━━ Dataset entries

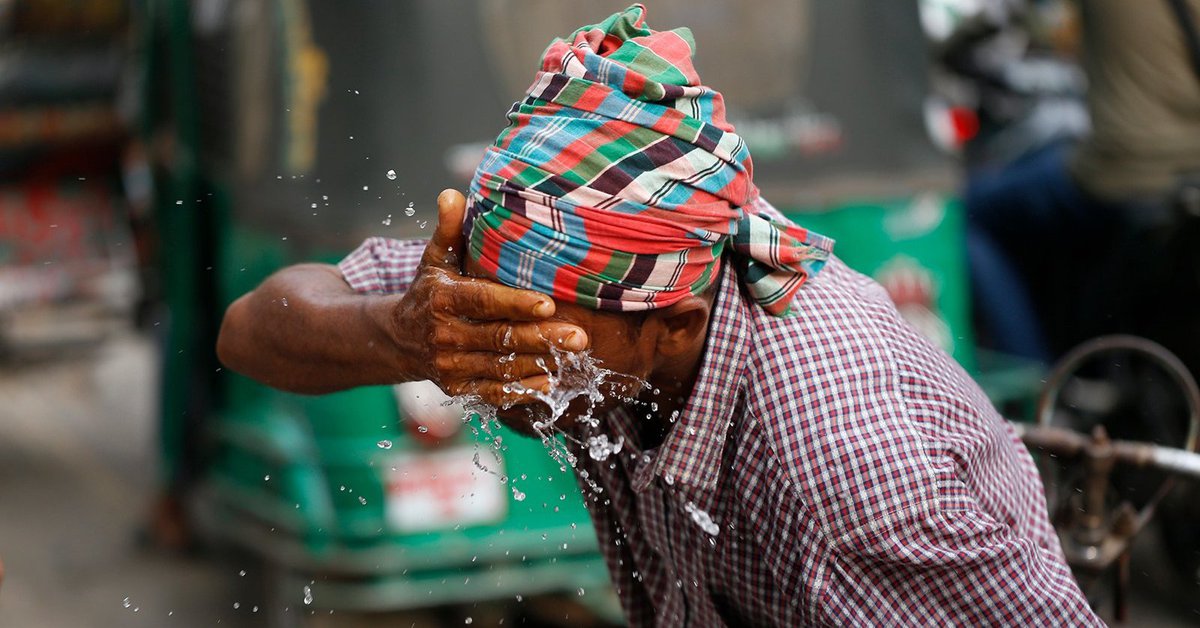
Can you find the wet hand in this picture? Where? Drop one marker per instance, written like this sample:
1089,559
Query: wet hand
478,336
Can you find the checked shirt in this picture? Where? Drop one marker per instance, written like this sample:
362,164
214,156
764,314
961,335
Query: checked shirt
831,468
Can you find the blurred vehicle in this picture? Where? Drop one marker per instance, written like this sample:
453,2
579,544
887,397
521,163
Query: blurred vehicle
67,259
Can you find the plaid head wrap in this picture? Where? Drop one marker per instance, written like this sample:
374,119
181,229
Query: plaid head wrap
618,184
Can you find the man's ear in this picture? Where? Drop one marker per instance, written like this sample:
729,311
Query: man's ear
682,327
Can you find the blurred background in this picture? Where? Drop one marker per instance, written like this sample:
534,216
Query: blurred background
160,157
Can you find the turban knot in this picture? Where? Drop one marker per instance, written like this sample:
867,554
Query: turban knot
618,184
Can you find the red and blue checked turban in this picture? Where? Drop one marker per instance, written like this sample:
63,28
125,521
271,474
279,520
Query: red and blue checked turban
618,184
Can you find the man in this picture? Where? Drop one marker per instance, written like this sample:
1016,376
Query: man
799,454
1038,223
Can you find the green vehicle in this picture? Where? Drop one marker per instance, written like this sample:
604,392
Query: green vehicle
300,127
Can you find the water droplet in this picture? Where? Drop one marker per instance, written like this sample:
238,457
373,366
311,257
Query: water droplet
702,519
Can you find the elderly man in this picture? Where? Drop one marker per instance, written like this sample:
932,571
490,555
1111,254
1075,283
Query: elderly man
799,455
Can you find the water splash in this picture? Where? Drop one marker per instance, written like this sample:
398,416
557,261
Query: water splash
600,448
702,519
575,376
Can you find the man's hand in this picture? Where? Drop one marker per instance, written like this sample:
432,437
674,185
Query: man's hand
474,335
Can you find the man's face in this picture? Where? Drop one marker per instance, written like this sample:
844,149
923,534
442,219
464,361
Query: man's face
618,341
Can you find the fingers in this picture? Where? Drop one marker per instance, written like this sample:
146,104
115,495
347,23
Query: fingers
487,300
445,246
505,338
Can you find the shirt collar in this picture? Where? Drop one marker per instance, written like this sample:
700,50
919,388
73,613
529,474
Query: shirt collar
691,452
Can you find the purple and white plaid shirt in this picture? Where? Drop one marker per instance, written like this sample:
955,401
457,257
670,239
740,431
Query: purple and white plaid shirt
829,468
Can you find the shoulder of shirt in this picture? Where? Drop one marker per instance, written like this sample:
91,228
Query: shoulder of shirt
826,387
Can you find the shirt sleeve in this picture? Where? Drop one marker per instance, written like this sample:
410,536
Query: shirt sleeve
382,265
952,568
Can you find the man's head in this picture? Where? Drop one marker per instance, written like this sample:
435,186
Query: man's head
618,187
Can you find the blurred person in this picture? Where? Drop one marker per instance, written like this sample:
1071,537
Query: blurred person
799,455
1053,232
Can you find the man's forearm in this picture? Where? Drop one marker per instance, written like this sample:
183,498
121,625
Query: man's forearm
306,330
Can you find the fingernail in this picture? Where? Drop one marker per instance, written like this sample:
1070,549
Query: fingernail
575,341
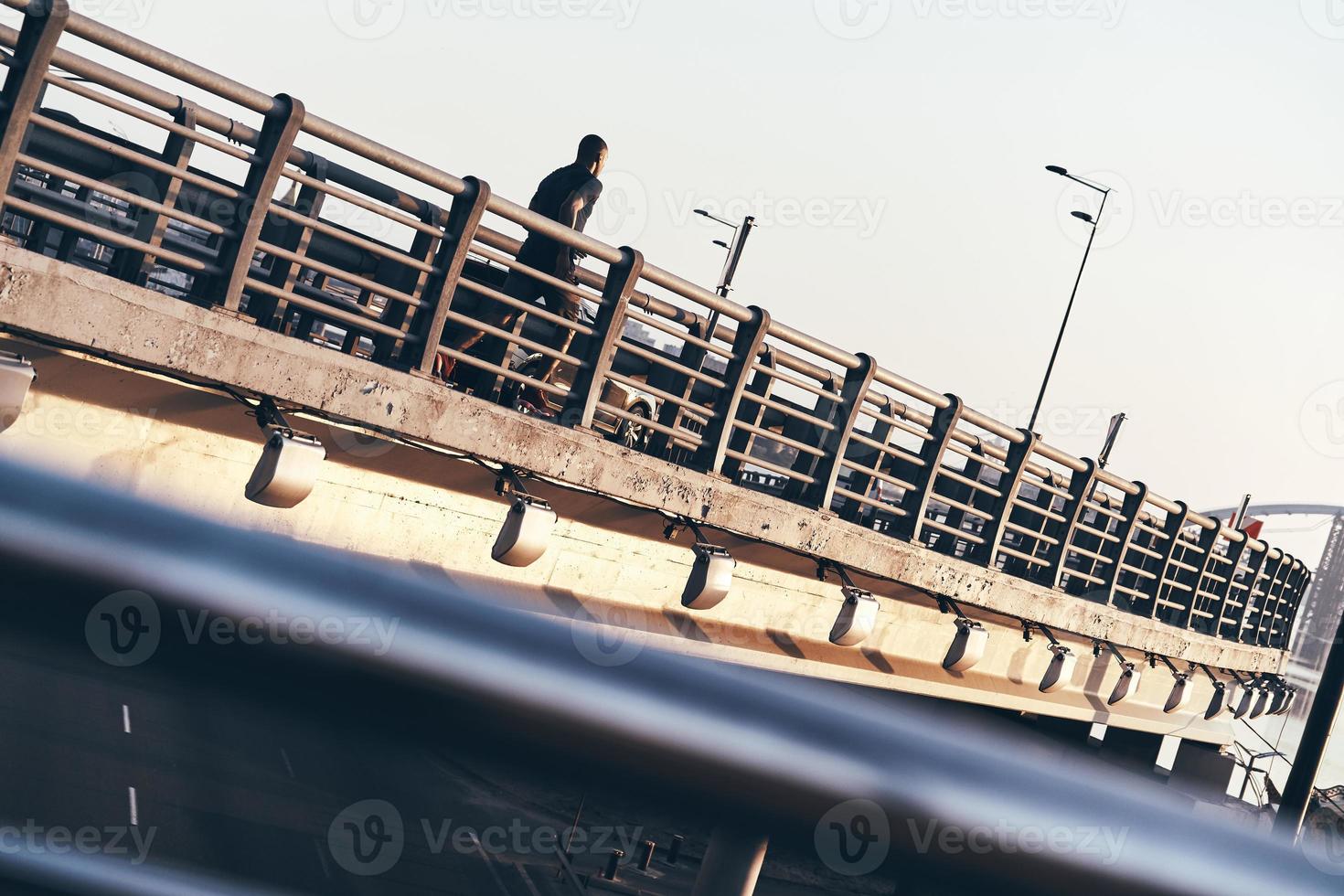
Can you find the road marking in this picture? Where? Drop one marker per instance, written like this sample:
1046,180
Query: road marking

━━━━

• To do: Ignore the images and quote every line of the listing exactly.

• Solution for this problem:
Can you find the wet hand in this picture? Where? Drop one marker per instance, written like this sample:
1089,559
Query: wet hand
478,336
Can you find the checked shirt in this picture? Where? Drop one marker per instance, written like this sample:
362,164
214,156
764,314
961,335
Query: checked shirt
831,468
Can you find the blurred vehicle in this picture? Where? Drop one marker per instance, written like this sample:
453,2
579,544
887,397
521,163
Query: blurred vehicle
67,259
Can you find the plaid head wrap in this picture? Where? Drop one marker per instance, written like this sample:
374,119
181,229
Query: plaid head wrap
618,184
Can you find the man's ear in this picture? Where? Drop one marker per instance, written like this sample:
729,311
Query: man's ear
682,327
Can you find the blurred background in this picture? Where? Drop one marker per instance, written like this sample:
534,216
Query: blurred background
160,157
Can you find the turban knot in this picture? Where? Drop one marker per instance, written like this sample:
867,554
Query: turban knot
618,184
Can you find the red and blue checked turban in this picture? Where? Drop one marker per instance, written like this sample:
63,28
125,521
271,474
279,520
Query: red and blue checked turban
618,184
Can you find the man in this picture? Where? Drop one marker per instance, written like this sample:
1016,376
Query: man
799,454
1038,223
Can you find the green vehicle in this picture? Where? Drop one marker per instance, written like this sample:
604,392
Query: green vehicle
300,127
Can you find the water droplet in this picture? Where? Drop one marker per instance, written like this sample:
238,457
373,366
311,257
Query: water droplet
702,519
Can you find the elderly man in this picture? Where? Drop one marker per instance, written like this sample:
932,571
490,555
1111,254
1075,283
Query: elderly man
799,455
Can you find the water splash in this picture? Where? Drop one marker per instance, written like this sample:
398,416
557,261
Query: water splash
600,448
702,519
575,376
Can you find the man's hand in this picture? Where? Drop one marker per instance, written like this sample:
432,437
674,185
Query: man's hand
474,335
Can you find the man's face in this picture? Where? Drop one marker per instance, written like this sample:
844,149
923,534
442,219
464,361
Query: man's face
618,341
Can you find the fingers in this picture? Where? Drop one marker per instance, written like this sample:
146,104
115,495
347,23
Query: fingers
487,300
445,246
505,338
Can you find the shirt collar in this picture? Where? Drop one marker per instance, written like this sample:
700,50
919,388
73,613
529,474
Query: shirt collar
691,452
Can you find the purple and white plaid shirt in this picture? Where? Drop one marker per instance, written like this sample:
955,401
457,257
670,239
740,431
Query: purple and white plaid shirt
829,468
Can you find the shoulder of shirt in this picture? Where? Drop one marker per instance, written like this sample:
91,228
Query: shoulder of shirt
826,387
Can you find the shirt sleeve in this picture? Where? Drop one marker per instance, written like this sample:
410,536
Query: shirt sleeve
382,265
952,568
Can you find the man's head in this picture? Where? Drop one marker per instance, written like this sample:
435,186
Query: man's head
618,187
Can you find the blurred person in this picture? Where? Drop one marker per instance, written like this sample:
1071,537
Query: blurred person
799,455
1053,232
Can you find the man's forearm in this picture? Where? Drop one marker per instance, written like this sample:
183,498
121,625
Query: man's forearm
306,330
Can you find the fingernail in this picture? Where? Drop one marker per instance, written like this sample:
1070,549
Query: fingernail
575,341
Can you find the road marking in this picture? Where? Drop one marker per instance, written like this sample:
1046,180
Query: road marking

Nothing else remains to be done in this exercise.